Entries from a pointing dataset
────────────────
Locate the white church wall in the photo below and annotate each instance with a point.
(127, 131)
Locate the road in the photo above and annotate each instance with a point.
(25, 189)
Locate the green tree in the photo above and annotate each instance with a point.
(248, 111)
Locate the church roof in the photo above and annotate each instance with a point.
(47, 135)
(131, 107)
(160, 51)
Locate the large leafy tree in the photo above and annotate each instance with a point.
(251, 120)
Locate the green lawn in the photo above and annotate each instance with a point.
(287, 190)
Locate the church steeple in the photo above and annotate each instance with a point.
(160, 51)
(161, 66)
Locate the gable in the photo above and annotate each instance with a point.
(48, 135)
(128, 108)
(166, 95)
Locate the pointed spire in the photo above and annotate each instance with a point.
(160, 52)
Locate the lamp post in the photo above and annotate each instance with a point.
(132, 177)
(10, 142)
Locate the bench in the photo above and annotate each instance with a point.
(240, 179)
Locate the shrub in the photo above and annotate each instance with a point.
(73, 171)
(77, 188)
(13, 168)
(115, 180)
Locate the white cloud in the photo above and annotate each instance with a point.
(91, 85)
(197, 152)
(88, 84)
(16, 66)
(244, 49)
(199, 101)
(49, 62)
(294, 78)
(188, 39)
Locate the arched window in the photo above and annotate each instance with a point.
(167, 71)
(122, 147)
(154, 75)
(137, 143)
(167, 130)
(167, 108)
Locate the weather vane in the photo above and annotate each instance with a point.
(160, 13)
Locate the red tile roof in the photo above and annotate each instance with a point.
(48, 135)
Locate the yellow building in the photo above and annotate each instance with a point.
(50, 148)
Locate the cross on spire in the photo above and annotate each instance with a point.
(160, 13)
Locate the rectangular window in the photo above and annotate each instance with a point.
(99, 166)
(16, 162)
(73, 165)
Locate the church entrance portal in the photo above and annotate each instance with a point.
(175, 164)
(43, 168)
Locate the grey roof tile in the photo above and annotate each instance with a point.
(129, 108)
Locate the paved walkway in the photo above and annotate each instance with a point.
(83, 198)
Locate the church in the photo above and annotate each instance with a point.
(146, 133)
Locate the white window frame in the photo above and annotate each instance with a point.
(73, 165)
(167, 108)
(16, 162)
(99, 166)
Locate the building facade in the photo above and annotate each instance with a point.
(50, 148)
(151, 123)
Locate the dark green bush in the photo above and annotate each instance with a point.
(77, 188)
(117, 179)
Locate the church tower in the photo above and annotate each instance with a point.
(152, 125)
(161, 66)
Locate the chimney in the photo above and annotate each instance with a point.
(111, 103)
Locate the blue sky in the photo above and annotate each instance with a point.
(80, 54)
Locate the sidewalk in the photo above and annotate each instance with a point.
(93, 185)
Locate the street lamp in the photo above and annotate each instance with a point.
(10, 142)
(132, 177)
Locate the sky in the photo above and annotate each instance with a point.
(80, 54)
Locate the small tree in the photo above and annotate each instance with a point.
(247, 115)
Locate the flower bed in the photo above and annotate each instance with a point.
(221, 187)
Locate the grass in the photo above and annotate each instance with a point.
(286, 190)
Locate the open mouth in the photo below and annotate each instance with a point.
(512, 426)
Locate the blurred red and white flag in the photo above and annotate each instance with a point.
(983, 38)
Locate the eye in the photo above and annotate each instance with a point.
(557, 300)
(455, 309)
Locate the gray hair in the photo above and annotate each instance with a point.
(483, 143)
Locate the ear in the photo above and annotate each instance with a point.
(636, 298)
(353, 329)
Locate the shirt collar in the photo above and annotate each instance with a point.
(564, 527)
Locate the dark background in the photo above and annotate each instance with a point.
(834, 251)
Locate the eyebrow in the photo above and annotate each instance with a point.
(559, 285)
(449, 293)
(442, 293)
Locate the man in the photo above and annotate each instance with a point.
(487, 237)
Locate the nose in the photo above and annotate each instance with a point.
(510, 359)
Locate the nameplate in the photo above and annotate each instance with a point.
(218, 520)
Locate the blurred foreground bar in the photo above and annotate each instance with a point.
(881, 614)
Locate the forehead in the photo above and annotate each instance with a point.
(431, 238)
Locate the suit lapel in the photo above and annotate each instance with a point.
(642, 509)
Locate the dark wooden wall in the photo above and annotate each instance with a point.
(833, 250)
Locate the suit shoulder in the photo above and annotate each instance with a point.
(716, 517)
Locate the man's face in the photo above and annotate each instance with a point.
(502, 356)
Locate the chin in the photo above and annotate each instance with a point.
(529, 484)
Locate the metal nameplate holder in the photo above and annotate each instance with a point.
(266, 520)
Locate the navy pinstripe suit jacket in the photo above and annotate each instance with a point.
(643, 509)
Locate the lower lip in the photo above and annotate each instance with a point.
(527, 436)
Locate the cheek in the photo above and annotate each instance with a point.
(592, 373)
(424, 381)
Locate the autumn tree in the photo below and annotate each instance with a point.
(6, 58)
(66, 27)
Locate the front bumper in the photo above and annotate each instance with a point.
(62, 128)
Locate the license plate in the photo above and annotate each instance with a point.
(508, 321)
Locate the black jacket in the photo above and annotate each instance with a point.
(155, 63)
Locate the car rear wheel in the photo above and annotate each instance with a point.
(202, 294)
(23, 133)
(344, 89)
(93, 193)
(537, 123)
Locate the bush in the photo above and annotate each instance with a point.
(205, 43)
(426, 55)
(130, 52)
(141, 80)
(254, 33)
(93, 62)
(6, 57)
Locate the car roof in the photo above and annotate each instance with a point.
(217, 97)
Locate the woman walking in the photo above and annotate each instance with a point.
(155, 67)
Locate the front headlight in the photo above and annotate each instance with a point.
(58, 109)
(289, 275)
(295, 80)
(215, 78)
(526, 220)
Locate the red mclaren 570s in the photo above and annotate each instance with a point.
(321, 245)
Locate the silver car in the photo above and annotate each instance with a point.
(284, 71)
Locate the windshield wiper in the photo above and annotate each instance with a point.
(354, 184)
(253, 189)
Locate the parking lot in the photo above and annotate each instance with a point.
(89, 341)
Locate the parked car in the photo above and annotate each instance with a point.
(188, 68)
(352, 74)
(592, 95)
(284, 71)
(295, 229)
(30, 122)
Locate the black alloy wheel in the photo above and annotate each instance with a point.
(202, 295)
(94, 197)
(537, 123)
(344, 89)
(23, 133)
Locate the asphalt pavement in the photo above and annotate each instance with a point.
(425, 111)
────────────────
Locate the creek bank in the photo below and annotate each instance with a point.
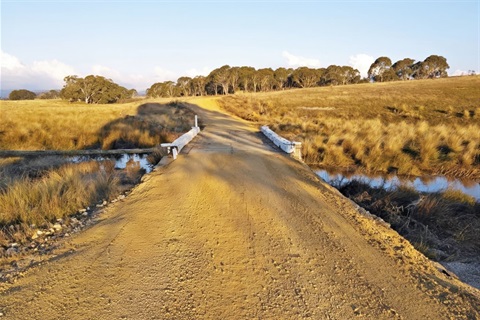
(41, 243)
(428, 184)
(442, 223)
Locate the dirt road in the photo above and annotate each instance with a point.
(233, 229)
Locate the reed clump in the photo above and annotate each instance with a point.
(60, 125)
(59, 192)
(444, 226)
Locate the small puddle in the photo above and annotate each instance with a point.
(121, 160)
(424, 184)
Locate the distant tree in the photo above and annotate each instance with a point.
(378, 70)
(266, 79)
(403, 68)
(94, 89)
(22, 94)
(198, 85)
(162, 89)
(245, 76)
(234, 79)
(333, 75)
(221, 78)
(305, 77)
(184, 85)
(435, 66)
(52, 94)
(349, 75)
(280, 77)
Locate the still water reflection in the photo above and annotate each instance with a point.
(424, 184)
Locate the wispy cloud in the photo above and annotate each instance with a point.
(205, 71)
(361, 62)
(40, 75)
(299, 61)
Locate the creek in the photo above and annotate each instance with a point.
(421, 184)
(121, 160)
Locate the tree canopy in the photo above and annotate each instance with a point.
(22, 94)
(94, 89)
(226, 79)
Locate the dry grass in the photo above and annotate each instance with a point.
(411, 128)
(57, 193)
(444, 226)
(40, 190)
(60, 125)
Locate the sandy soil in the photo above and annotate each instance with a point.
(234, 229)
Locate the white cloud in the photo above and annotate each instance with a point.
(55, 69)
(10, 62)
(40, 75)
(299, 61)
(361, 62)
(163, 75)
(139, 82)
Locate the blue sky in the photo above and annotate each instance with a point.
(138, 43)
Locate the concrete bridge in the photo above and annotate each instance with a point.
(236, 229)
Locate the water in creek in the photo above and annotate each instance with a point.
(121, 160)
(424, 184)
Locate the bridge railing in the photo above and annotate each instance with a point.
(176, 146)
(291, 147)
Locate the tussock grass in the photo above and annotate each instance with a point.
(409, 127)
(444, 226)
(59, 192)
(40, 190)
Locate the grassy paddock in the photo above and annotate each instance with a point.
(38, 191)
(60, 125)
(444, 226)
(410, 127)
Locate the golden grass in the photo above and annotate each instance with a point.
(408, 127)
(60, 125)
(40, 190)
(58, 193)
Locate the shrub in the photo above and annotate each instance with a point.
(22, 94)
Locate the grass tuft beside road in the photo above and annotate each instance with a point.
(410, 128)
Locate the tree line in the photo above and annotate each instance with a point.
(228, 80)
────────────────
> GIVEN EXERCISE: Gather every line of the data above that contains the word "blurred". Copy each of those lines in full.

> ANSWER:
Locate the blurred red and white flag in the photo above and annotate each instance with a point.
Locate the blurred foreground bar in the photo above and annotate each instance with a point.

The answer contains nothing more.